Tasks and exercises.
**A)** Can you reproduce word for word the passage of the editor's column on working-through that begins at the words "by Adam Blum, Psy.D., Impulse Feature" and stops after "of metacognitive inquiry."?
**B)** Which people does the editor's column on working-through name, apart from its author, Adam Blum? List every one.

Document excerpt.
From the Editor

by Adam Blum, Psy.D., Impulse Feature Editor
 

WORKING-THROUGH AND ONE VICISSITUDE     

I made two lifelong friends in college; coincidentally (I think), they both happened to be children of immigrant German mothers.  Out of some fruitful interplay of jealous exclusion when they would speak German in front of me and emerging aspirations toward fluency in the lingua franca of psychoanalysis, I decided to spend a summer immersed in the disorienting excitement of Intro to German.  While my summer studies left me far from competent in the art of conversation, I have found myself from time to time (thanks to PEP-Web) comparing Freud's original wordings with Strachey's standard translations, which have themselves become a topic of metacognitive inquiry.

The subject of re-translating Freud -- which may have culminated in Penguin'sThe Freud Reader, for which Adam Phillips recruited poets and writers to infuse the canonical texts with contemporary sensibilities -- has on occasion attracted mainstream attention; Bruno Bettelheim's staggering essay, "Freud and the Soul," which criticizes Strachey's medicalized, Latinate words (e.g., "cathexis") in favor of more colloquial, bodily language (e.g., "occupation"), appeared in a 1982 issue of The New Yorker.  The implications of Freud's intended meaning, however, extends well beyond academic curiosity toward profound clinical relevance.

Take the concept of "working-through," a relatively ambiguous term considering how regularly it is applied to psychotherapy and mental life in general -- as in, working through a trauma.  This popular use diverges from the way it actually appears in the eponymous paper, where Freud (1914) refers to the "working through of the resistances [Durcharbeiten der Widerstände]" (p. 155).  The popular usage reads as a direct object relationship, like a massage working through a muscular knot.  But this is precisely not how Freud composes the sentence; he chooses not the direct (die) but the genitive (der) article, suggesting a possessive relationship between verb and object.  The work, in other words, claims the resistances; resistances belong to, comprise, and continue through the work.

Here the "object" is, of course, a grammatical object, not to be confused with the objects we usually discuss in psychoanalytic theory -- or is it?  At play here, essentially, is the difference between working something through, like we usually say it, and working through something -- as in, something is happening, and we just keep working.  "See you next week."  

The latter interpretation aligns nicely (better, in fact) with another line from the paper: "[T]o work through it, to overcome it, by continuing, in defiance of it, the analytic work..." (ibid).  In the direct object version, the object (like the "object") is the direct focus of analytic work; insight, with all of its trappings, is the desired outcome.  In the non-direct, genitive version, the technique is to keep working, right on through the resistances that might otherwise stop work (which would engender the other phenomenon Freud addresses in the paper: repetition).  This translation reveals working-through to be more an ancestor of Winnicott's "going-on-being" or Milner's analytic frame than perhaps Strachey's (and now the popular) use of the term might have led us to imagine.

Freud, S. (1914). Remembering, repeating and working-through. SE XII, 145-156.

Freud, S. (1914). Erinnern, wiederholen und durcharbieten. GESAMMELTE WERKE: X126-136.

Photo-based referring expression data
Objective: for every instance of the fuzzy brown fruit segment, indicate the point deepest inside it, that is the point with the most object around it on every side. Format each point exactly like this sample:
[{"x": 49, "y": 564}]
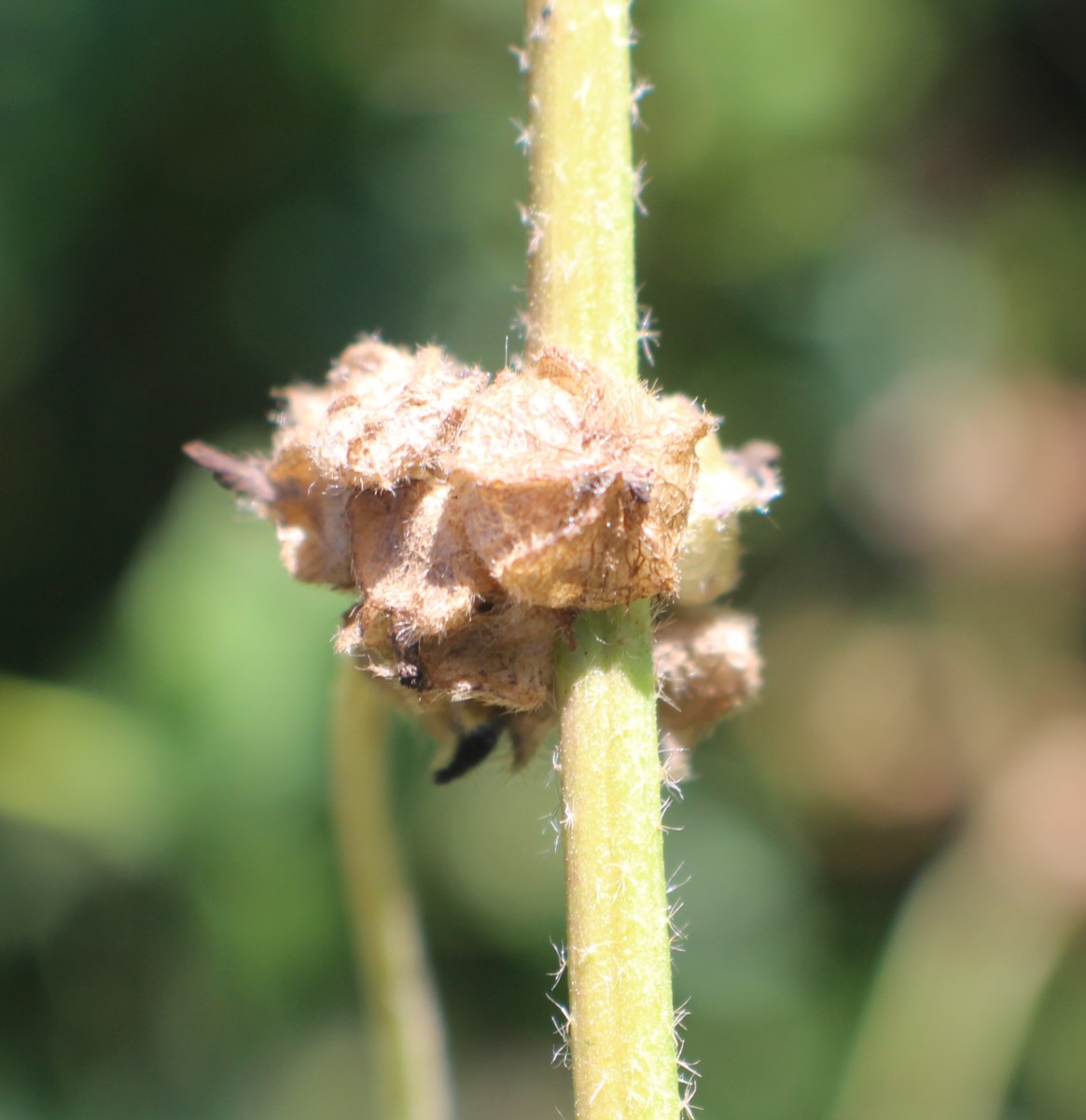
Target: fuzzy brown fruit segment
[{"x": 475, "y": 516}]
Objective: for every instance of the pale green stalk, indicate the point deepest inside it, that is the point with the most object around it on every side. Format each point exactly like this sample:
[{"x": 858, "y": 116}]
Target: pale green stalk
[
  {"x": 410, "y": 1063},
  {"x": 581, "y": 297}
]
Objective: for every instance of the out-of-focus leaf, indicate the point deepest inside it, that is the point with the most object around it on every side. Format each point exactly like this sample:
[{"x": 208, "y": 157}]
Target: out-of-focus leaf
[{"x": 85, "y": 767}]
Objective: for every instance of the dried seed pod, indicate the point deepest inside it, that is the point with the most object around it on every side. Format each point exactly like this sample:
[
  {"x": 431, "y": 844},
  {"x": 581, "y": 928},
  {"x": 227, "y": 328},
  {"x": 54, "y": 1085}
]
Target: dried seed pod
[
  {"x": 413, "y": 565},
  {"x": 475, "y": 519},
  {"x": 729, "y": 483},
  {"x": 576, "y": 488},
  {"x": 385, "y": 415},
  {"x": 504, "y": 656}
]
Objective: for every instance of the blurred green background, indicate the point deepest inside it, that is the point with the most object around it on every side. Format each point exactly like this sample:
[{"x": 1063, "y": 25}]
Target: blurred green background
[{"x": 867, "y": 244}]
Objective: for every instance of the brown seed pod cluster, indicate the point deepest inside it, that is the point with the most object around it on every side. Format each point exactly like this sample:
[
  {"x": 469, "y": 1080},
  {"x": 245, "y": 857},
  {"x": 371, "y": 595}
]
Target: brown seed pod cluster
[{"x": 474, "y": 516}]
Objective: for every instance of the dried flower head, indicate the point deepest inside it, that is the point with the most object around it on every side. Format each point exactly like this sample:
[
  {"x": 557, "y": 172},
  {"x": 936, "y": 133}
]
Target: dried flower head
[{"x": 474, "y": 516}]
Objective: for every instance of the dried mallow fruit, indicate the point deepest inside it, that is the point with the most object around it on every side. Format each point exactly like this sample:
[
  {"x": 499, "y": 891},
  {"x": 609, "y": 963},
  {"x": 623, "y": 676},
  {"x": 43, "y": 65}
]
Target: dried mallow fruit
[
  {"x": 576, "y": 486},
  {"x": 473, "y": 518}
]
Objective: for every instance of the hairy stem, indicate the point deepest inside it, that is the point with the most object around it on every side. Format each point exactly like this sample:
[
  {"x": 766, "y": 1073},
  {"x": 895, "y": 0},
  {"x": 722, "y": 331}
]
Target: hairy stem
[
  {"x": 409, "y": 1037},
  {"x": 581, "y": 297}
]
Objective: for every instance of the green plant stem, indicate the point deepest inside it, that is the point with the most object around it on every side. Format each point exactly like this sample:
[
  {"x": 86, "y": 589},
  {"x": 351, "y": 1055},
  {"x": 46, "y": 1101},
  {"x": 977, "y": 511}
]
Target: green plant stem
[
  {"x": 957, "y": 987},
  {"x": 581, "y": 297},
  {"x": 409, "y": 1037}
]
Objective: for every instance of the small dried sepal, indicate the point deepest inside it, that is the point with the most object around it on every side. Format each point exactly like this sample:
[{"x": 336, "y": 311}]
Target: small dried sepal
[
  {"x": 729, "y": 483},
  {"x": 706, "y": 665}
]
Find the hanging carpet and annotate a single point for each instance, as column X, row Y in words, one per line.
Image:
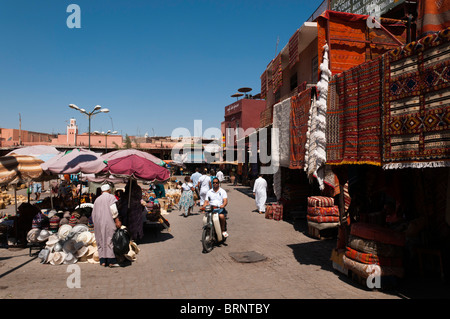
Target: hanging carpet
column 416, row 106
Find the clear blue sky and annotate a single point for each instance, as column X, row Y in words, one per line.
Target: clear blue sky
column 157, row 65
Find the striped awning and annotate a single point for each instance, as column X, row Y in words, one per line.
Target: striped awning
column 19, row 168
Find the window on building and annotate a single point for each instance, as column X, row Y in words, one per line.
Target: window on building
column 315, row 69
column 293, row 81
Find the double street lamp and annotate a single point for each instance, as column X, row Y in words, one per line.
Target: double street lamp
column 97, row 109
column 106, row 137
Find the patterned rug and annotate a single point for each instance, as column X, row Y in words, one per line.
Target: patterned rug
column 416, row 113
column 354, row 116
column 300, row 105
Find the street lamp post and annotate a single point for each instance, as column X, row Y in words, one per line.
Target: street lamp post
column 97, row 109
column 106, row 137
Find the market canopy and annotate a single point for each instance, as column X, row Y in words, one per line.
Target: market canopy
column 137, row 167
column 42, row 152
column 131, row 151
column 20, row 169
column 74, row 162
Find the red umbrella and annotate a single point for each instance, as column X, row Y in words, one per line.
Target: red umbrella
column 137, row 167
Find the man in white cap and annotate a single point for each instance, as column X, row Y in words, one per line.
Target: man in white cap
column 105, row 217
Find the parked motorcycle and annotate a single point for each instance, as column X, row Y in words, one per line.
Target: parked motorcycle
column 212, row 232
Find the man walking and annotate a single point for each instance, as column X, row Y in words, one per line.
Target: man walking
column 260, row 192
column 194, row 179
column 217, row 197
column 105, row 217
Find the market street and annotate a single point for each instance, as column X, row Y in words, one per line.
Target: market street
column 171, row 265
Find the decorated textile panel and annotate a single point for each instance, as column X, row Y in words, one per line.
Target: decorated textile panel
column 354, row 116
column 416, row 113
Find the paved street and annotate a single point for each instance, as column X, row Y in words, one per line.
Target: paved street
column 171, row 265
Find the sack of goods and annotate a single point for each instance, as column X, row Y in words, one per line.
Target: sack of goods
column 274, row 211
column 373, row 249
column 321, row 215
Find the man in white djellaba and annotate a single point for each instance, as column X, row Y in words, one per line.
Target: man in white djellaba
column 260, row 192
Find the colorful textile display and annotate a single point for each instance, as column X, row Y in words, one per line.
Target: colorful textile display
column 315, row 154
column 321, row 201
column 322, row 219
column 300, row 105
column 416, row 113
column 323, row 211
column 354, row 116
column 352, row 42
column 321, row 214
column 432, row 17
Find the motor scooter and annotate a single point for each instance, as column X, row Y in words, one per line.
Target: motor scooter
column 212, row 232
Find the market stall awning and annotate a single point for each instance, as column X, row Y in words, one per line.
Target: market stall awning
column 74, row 162
column 126, row 152
column 19, row 169
column 134, row 166
column 42, row 152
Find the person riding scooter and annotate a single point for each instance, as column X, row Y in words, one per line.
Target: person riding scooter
column 217, row 198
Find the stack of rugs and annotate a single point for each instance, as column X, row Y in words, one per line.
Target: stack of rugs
column 274, row 211
column 321, row 214
column 370, row 245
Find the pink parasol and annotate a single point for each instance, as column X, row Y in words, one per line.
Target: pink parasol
column 137, row 167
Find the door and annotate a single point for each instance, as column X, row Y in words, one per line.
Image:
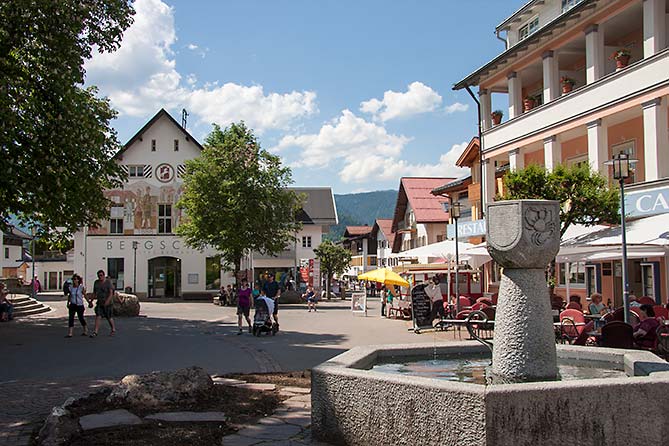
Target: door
column 650, row 280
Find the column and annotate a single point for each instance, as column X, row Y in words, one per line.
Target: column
column 489, row 188
column 516, row 159
column 654, row 31
column 655, row 139
column 552, row 152
column 515, row 95
column 598, row 146
column 551, row 81
column 594, row 53
column 486, row 106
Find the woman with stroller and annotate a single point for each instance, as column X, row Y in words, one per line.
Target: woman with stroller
column 75, row 305
column 244, row 305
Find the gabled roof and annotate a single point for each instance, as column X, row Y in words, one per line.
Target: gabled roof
column 416, row 192
column 148, row 125
column 319, row 207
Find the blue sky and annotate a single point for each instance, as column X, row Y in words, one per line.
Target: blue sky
column 351, row 95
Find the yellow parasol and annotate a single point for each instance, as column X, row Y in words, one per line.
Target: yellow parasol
column 385, row 276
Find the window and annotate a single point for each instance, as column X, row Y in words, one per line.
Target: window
column 568, row 4
column 529, row 28
column 576, row 274
column 136, row 171
column 306, row 241
column 116, row 226
column 164, row 219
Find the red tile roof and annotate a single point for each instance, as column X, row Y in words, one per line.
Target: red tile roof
column 416, row 191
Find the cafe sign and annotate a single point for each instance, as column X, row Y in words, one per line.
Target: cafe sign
column 647, row 202
column 467, row 229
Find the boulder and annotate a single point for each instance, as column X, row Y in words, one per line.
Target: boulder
column 126, row 305
column 156, row 388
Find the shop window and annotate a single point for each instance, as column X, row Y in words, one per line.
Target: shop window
column 213, row 272
column 164, row 219
column 529, row 28
column 116, row 226
column 576, row 274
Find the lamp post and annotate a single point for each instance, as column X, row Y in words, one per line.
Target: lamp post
column 134, row 268
column 621, row 171
column 455, row 213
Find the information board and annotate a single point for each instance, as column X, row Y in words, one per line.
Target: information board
column 421, row 308
column 359, row 303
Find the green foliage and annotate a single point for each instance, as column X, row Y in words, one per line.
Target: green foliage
column 585, row 196
column 235, row 198
column 56, row 142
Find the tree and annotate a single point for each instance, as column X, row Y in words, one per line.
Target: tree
column 56, row 142
column 334, row 259
column 235, row 198
column 585, row 196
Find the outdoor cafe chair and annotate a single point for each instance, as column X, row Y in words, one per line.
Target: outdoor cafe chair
column 617, row 334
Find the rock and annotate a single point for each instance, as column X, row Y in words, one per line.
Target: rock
column 119, row 417
column 126, row 305
column 58, row 428
column 157, row 388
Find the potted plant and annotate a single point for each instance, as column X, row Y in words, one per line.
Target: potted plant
column 529, row 102
column 567, row 84
column 497, row 117
column 622, row 58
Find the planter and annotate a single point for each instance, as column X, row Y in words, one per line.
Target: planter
column 622, row 62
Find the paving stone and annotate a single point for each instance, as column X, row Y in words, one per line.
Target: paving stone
column 273, row 432
column 257, row 386
column 227, row 381
column 195, row 417
column 119, row 417
column 300, row 390
column 238, row 440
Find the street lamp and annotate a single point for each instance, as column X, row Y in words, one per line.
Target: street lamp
column 455, row 213
column 134, row 268
column 621, row 171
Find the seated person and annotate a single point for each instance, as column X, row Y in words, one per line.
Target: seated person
column 645, row 332
column 596, row 306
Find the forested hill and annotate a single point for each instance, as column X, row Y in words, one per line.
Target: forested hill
column 362, row 209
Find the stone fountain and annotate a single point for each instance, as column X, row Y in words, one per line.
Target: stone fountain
column 525, row 402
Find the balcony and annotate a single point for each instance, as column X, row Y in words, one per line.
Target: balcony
column 614, row 92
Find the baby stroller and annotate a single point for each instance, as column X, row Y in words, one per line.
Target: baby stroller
column 262, row 321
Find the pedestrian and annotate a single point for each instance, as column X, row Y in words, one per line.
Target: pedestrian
column 103, row 291
column 310, row 296
column 272, row 290
column 244, row 305
column 75, row 305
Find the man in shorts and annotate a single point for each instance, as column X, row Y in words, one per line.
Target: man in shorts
column 103, row 291
column 273, row 291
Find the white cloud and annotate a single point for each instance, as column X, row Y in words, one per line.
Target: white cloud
column 419, row 98
column 142, row 76
column 345, row 138
column 457, row 107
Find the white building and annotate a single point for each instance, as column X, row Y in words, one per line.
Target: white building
column 137, row 246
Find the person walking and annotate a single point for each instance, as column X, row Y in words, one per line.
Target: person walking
column 75, row 305
column 273, row 291
column 103, row 291
column 244, row 305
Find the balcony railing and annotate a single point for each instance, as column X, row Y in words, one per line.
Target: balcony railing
column 616, row 88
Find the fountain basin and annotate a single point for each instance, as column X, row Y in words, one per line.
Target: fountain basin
column 354, row 405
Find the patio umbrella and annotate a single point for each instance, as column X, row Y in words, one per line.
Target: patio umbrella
column 385, row 276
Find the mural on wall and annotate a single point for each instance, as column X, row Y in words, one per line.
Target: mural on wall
column 138, row 204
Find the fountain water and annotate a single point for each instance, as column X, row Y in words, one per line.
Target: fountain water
column 354, row 404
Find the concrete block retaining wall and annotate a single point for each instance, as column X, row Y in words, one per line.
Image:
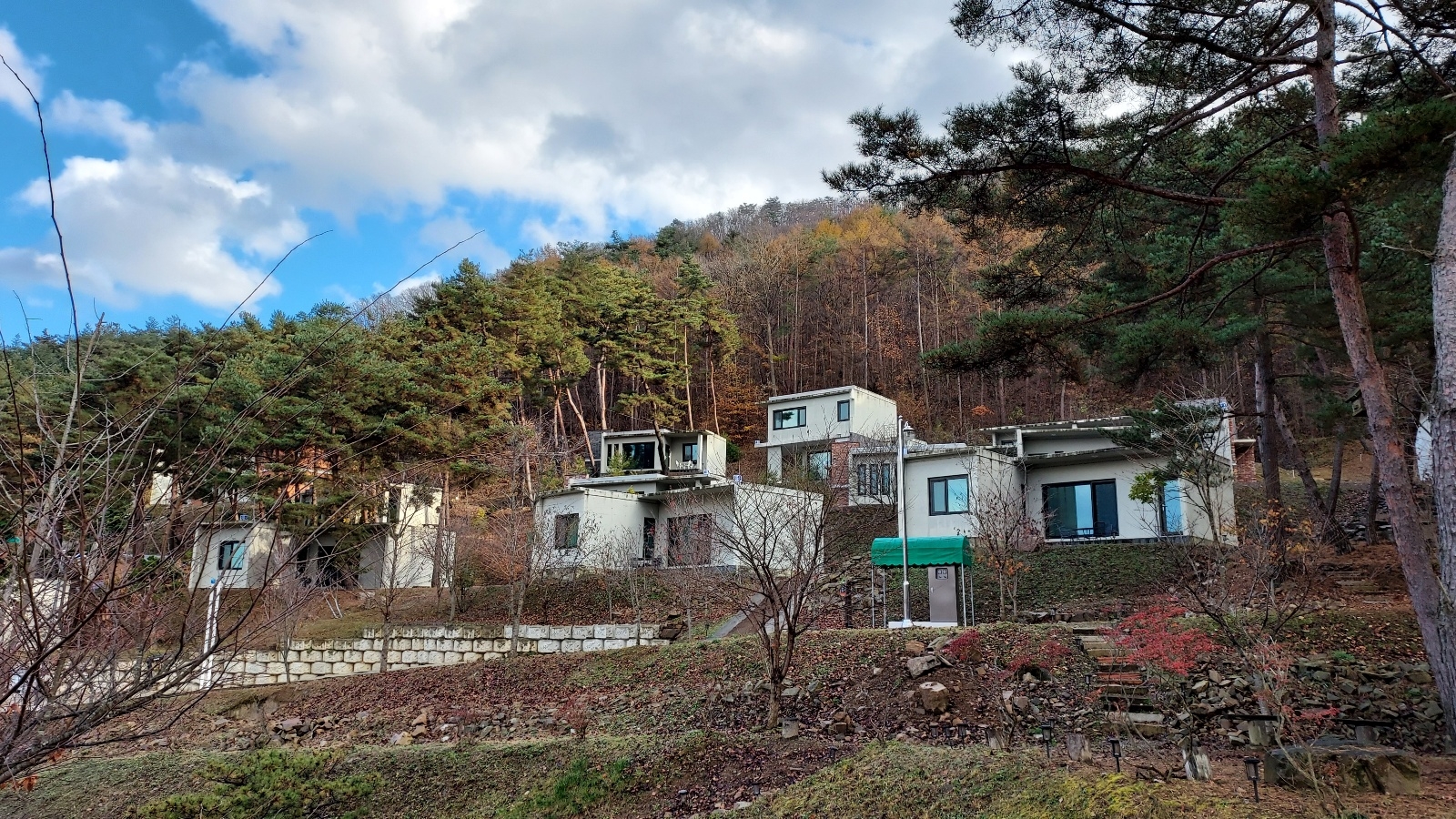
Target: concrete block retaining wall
column 417, row 646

Answers to the tasks.
**A)**
by Adam Blum, Psy.D., Impulse Feature Editor
 

WORKING-THROUGH AND ONE VICISSITUDE     

I made two lifelong friends in college; coincidentally (I think), they both happened to be children of immigrant German mothers.  Out of some fruitful interplay of jealous exclusion when they would speak German in front of me and emerging aspirations toward fluency in the lingua franca of psychoanalysis, I decided to spend a summer immersed in the disorienting excitement of Intro to German.  While my summer studies left me far from competent in the art of conversation, I have found myself from time to time (thanks to PEP-Web) comparing Freud's original wordings with Strachey's standard translations, which have themselves become a topic of metacognitive inquiry.

**B)**
Freud
Strachey
Adam Phillips
Bruno Bettelheim
Winnicott
Milner